Member of the Senate
- In office 1920–1925
- Constituency: Hradec Králové

Personal details
- Born: 25 March 1873 Reinowitz, Austria-Hungary
- Died: 1 March 1933 (aged 59) Liberec, Czechoslovakia

= Emma Maria Herzig =

Emma Maria Herzig (25 March 1873 – 1 March 1933) was a Czechoslovak medical doctor and politician. In 1920 she was one of the first group of women elected to the Senate.

==Biography==
Herzig was born in Reinowitz in Bohemia, Austria-Hungary (now part of Jablonec nad Nisou, Czech Republic) on 25 March 1873, the daughter of a factory owner and the granddaughter of Wilhelm Herzig, a member of the 1848 Frankfurt Parliament. She received a private education in Graz and studied medicine at the University of Vienna and the University of Graz, receiving a doctorate of medicine in 1905. She continued her postgraduate studies in Graz, Baden bei Wien, Prague and Germany. In 1908 she started working as a general practitioner in Reichenberg, specialising in women's and nervous conditions.

Following the independence of Czechoslovakia at the end of World War I, Herzig joined the German National Party. She was one of its candidate for the Senate in the 1920 parliamentary elections, in which she was one of sixteen women elected to parliament. After leaving parliament in 1925, she served as president of the Association of German Women's Associations until 1933. She also served on Liberec City Council. She died in Liberec in March 1933.

**List of tasks**
a. Retype the passage of the Emma Maria Herzig biography starting at "Following the independence" and ending at "in March 1933.".
b. Using the Emma Maria Herzig biography, answer these questions.
(i) Which constituency did Herzig represent in the Senate?
(ii) In what year did she receive her doctorate of medicine?
(iii) Which party did she join after Czechoslovakia became independent?
Rely only on the Emma Maria Herzig biography to complete the tasks.

Records from a data collection
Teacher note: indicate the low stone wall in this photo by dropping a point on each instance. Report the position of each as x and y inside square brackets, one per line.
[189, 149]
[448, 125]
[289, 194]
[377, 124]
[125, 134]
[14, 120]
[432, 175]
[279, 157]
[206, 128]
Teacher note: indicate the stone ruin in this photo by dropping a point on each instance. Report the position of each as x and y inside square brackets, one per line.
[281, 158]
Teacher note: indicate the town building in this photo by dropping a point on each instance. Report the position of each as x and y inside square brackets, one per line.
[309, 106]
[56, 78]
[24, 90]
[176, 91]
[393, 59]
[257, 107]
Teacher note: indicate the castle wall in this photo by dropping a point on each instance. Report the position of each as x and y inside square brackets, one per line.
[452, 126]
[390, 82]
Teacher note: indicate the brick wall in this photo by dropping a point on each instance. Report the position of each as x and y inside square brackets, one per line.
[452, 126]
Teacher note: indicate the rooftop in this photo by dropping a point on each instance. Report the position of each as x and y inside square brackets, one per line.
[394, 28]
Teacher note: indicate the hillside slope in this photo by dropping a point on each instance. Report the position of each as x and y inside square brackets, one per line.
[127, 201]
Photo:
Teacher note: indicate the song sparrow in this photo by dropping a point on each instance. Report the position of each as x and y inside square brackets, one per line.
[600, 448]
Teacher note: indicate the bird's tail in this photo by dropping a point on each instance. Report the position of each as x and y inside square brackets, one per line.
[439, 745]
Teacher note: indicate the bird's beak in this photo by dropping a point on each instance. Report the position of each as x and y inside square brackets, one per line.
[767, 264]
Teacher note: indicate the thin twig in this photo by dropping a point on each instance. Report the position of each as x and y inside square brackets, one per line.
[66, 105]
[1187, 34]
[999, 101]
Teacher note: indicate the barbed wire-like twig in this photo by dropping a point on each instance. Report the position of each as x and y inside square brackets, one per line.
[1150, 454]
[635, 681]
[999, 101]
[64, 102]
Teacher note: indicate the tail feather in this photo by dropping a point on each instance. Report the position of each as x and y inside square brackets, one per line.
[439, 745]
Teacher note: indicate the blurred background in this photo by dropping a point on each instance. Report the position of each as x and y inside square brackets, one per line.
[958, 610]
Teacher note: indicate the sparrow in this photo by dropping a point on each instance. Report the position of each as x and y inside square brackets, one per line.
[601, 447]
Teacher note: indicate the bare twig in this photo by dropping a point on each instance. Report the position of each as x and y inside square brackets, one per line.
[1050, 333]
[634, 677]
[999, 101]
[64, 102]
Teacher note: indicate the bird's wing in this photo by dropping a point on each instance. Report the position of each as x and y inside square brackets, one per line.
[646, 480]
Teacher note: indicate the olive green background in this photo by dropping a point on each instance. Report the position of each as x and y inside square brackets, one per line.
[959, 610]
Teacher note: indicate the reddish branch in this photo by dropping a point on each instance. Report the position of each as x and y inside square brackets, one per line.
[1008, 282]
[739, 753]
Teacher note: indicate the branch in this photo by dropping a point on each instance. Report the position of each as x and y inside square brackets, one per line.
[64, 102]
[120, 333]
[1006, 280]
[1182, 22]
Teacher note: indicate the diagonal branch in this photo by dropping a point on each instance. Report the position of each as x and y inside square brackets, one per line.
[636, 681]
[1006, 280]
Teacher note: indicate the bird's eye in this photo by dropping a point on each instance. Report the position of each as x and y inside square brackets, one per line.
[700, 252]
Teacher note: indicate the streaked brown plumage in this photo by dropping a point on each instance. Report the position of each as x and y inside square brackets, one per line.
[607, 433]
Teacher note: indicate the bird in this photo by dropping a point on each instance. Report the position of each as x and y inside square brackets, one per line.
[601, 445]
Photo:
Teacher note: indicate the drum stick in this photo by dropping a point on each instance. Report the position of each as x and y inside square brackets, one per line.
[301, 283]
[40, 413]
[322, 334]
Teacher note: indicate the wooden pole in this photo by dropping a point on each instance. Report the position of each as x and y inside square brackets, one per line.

**Results of the tasks**
a.
Following the independence of Czechoslovakia at the end of World War I, Herzig joined the German National Party. She was one of its candidate for the Senate in the 1920 parliamentary elections, in which she was one of sixteen women elected to parliament. After leaving parliament in 1925, she served as president of the Association of German Women's Associations until 1933. She also served on Liberec City Council. She died in Liberec in March 1933.

b.
(i) Hradec Králové
(ii) 1905
(iii) The German National Party